Entries from a dataset
____

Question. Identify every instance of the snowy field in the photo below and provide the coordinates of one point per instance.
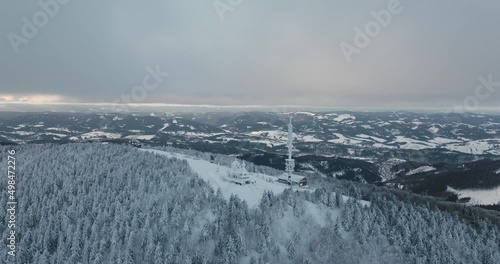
(479, 196)
(214, 174)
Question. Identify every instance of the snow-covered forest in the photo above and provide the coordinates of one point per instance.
(93, 203)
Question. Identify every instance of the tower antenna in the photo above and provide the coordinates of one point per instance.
(290, 163)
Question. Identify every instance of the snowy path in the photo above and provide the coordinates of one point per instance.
(214, 175)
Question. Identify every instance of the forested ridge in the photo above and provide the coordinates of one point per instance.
(94, 203)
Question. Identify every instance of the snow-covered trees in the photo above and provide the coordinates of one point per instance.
(92, 203)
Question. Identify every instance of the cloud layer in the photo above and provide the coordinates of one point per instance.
(262, 52)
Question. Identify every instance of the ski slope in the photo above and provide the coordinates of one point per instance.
(214, 174)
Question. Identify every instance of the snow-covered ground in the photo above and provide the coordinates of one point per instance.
(97, 135)
(214, 174)
(479, 196)
(420, 170)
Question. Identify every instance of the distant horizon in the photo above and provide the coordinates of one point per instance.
(162, 107)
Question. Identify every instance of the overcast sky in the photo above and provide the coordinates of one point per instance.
(430, 54)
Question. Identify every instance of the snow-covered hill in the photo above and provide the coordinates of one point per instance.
(215, 174)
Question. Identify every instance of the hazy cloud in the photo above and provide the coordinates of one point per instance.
(263, 52)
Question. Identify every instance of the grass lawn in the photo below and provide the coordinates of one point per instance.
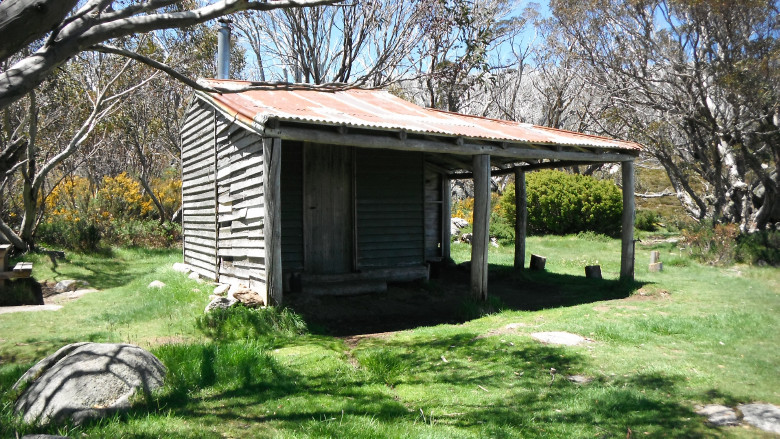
(692, 334)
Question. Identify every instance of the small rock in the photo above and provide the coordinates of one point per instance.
(561, 338)
(221, 289)
(220, 303)
(66, 285)
(456, 224)
(763, 416)
(579, 379)
(181, 268)
(718, 415)
(248, 298)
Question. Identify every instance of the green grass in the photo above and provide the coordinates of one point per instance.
(692, 334)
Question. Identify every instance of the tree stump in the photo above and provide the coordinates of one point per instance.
(537, 263)
(593, 271)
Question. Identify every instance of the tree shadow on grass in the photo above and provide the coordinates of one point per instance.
(484, 396)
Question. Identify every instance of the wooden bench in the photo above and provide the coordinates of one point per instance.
(21, 270)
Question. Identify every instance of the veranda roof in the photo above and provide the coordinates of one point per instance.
(379, 110)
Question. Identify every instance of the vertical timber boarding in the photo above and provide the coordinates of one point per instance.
(627, 229)
(198, 178)
(240, 207)
(481, 231)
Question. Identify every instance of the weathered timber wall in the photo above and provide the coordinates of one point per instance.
(434, 204)
(389, 203)
(198, 178)
(241, 210)
(292, 206)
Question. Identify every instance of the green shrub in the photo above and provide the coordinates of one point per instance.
(713, 244)
(758, 247)
(561, 204)
(647, 220)
(501, 229)
(76, 234)
(239, 322)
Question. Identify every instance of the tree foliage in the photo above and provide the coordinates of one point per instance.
(697, 82)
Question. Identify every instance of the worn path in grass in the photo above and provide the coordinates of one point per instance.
(691, 335)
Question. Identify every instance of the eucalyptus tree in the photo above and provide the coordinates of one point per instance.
(697, 82)
(361, 43)
(46, 39)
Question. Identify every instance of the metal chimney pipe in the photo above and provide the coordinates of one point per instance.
(223, 49)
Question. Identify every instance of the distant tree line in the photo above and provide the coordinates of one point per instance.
(87, 91)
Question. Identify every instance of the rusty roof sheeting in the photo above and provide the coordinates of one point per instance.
(378, 109)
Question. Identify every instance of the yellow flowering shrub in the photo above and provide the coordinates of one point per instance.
(122, 197)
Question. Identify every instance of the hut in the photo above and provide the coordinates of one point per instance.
(327, 190)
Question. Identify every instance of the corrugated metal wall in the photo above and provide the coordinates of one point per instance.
(389, 202)
(198, 177)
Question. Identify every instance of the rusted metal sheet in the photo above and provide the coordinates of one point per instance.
(377, 109)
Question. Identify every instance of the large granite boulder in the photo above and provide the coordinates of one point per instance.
(86, 380)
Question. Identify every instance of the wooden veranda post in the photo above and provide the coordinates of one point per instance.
(627, 232)
(481, 233)
(521, 218)
(272, 160)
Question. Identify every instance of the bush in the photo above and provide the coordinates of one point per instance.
(714, 244)
(561, 204)
(647, 220)
(759, 247)
(502, 230)
(77, 234)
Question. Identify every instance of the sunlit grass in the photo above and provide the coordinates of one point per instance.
(691, 334)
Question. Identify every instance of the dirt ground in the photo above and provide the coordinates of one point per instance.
(445, 299)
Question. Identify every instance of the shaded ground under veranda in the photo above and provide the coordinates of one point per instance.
(445, 299)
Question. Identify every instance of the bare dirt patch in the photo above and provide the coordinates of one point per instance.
(444, 300)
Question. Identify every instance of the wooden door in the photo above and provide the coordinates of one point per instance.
(327, 204)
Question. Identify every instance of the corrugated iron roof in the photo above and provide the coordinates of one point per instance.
(377, 109)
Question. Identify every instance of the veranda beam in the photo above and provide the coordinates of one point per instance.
(481, 233)
(521, 218)
(272, 161)
(627, 232)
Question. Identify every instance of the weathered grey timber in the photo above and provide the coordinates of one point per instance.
(279, 186)
(272, 155)
(627, 232)
(521, 218)
(481, 233)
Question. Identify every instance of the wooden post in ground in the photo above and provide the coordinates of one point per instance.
(627, 232)
(481, 230)
(521, 218)
(272, 161)
(446, 215)
(4, 249)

____

■ Task instructions:
Rewrite all of the entries above, swapping "coordinates" for "position" and changing nothing else. Omit the pictures from your version.

■ Correct response:
Question. Identify every instance of the snowy field in the photo below and provide the position of one point per instance.
(479, 196)
(214, 174)
Question. Identify every instance of the snow-covered forest in the photo above and provide the position of one point per instance.
(93, 203)
Question. Identify every instance of the tower antenna in the photo above and provide the position of one point per instance.
(290, 163)
Question. Identify every instance of the snowy path in the photo above and provide the position of one point per instance.
(214, 175)
Question. Identify every instance of the forested ridge in the photo above and provide the position of one point per instance.
(94, 203)
Question. Identify every instance of the snow-covered trees in the photo above and provide the position of one point per instance.
(92, 203)
Question. Identify every instance of the cloud layer in the photo above and provide the position of one point per instance.
(262, 52)
Question. Identify every instance of the ski slope in the photo above and provide the position of one point per instance.
(214, 174)
Question. Identify every instance of the snow-covered ground in the photo above and provide the position of one point per instance.
(97, 135)
(214, 174)
(479, 196)
(420, 170)
Question. Identify every instance of the distant horizon in the photo above and provide the position of one point per instance.
(162, 107)
Question. Identify every instance of the overcast sky in the photo above and provide the position of one point per instance.
(430, 54)
Question. Identify every instance of the snow-covered hill in the photo above and provide the position of one point per instance.
(215, 174)
Question. Identify every instance of the hazy cloud in the photo above and provide the position of one point per instance.
(263, 52)
Question. Identify every instance of the grass lawn in the photo below and provide the position of one point per instance.
(692, 334)
Question. Identify every instance of the small rock in the photo above and provide the position of one point per instance.
(561, 338)
(221, 289)
(220, 303)
(66, 285)
(456, 224)
(763, 416)
(579, 379)
(181, 268)
(718, 415)
(248, 298)
Question. Identify every instance of the green grass in the photo above and provide the position of one point per instance.
(692, 334)
Question. Identify every instance of the tree stump in the photo above and provide the position of one point per instance.
(537, 263)
(593, 271)
Question. Identify every instance of the tree shadow on grass in the photo above and provide the position of one point per instance.
(484, 396)
Question. Identify every instance of the wooden bench in the photo above and provide the position of one point per instance.
(21, 270)
Question. Identify every instance of the veranda roof in the photo above and provide the position of one point per instance.
(379, 110)
Question. Identify every instance of the vertical timber boarding in the photo above and provide the position of one point per instance.
(627, 229)
(198, 178)
(240, 207)
(481, 231)
Question. Identify every instance of the weathered timber wall in the photo above and provide the position of one point per instance.
(434, 204)
(389, 203)
(198, 178)
(241, 210)
(292, 206)
Question. Identify every instance of the green shrub in the photo above and provide the position of one point per instance.
(713, 244)
(758, 247)
(561, 204)
(647, 220)
(501, 229)
(76, 234)
(239, 322)
Question. Identify every instance of the tree foliage in the photo above and provide the position of one point per instance.
(697, 82)
Question. Identify every instance of the worn path in grass in the photo above and provide the position of one point per instance.
(691, 335)
Question. Identify every instance of the eucalyptus tree in the photo above and provide the position of one point per instance.
(697, 82)
(361, 43)
(46, 39)
Question. Identify every instance of the metal chimney pipe in the photo above and provide the position of one point per instance.
(223, 49)
Question. Identify every instance of the distant tree line in the photo above and provide the position of one point per instance.
(87, 91)
Question. Identify every instance of the rusty roof sheeting in the photo above and provide the position of one point per instance.
(378, 109)
Question. Identify every instance of the yellow flowering shrub in the photo above and provide the position of one point per instance.
(122, 197)
Question. Identify every instance of the hut in the photo above and provide the position of one point per instance.
(327, 190)
Question. Identify every instance of the corrugated metal wall in the photo above and provide the position of one point per instance.
(389, 202)
(198, 177)
Question. Identify every instance of the rusted metal sheet in the photo above and provide the position of one point per instance.
(377, 109)
Question. Identify every instance of the large granite boulder in the photo above and provide the position of one point per instance.
(86, 380)
Question. Identify every instance of the wooden veranda post in the photo above and provide the position of one point per instance.
(627, 232)
(481, 233)
(521, 218)
(272, 160)
Question. Identify every instance of the bush in the photo above and provide the position of one point per instance.
(714, 244)
(561, 204)
(647, 220)
(759, 247)
(502, 230)
(77, 234)
Question. Identify every instance of the sunlit grass in the photo above and provide the position of one point per instance.
(691, 334)
Question. Identify every instance of the dirt ground in the photo above and provide the position of one point per instance.
(445, 299)
Question. Identify every instance of the shaded ground under veranda in the photo above and provide the position of one point per instance.
(445, 299)
Question. Identify every instance of the bare dirt patch in the photo above and provide the position of one point per instance.
(444, 300)
Question. Identify every instance of the wooden door in the photo above and provide the position of one point per instance.
(327, 204)
Question. Identify every instance of the corrugated iron roof in the photo above and provide the position of one point per instance.
(377, 109)
Question. Identify every instance of the veranda beam in the photo above and provide the position of one point per instance.
(481, 233)
(521, 218)
(272, 161)
(627, 232)
Question. Identify every instance of the weathered grey timber in the photo above and provide the position of one point per instance.
(279, 186)
(272, 155)
(627, 232)
(521, 218)
(481, 233)
Question. Identify every instance of the wooden post in ground in the photo above and provide the position of one point per instance.
(627, 232)
(481, 230)
(521, 218)
(272, 161)
(446, 215)
(4, 249)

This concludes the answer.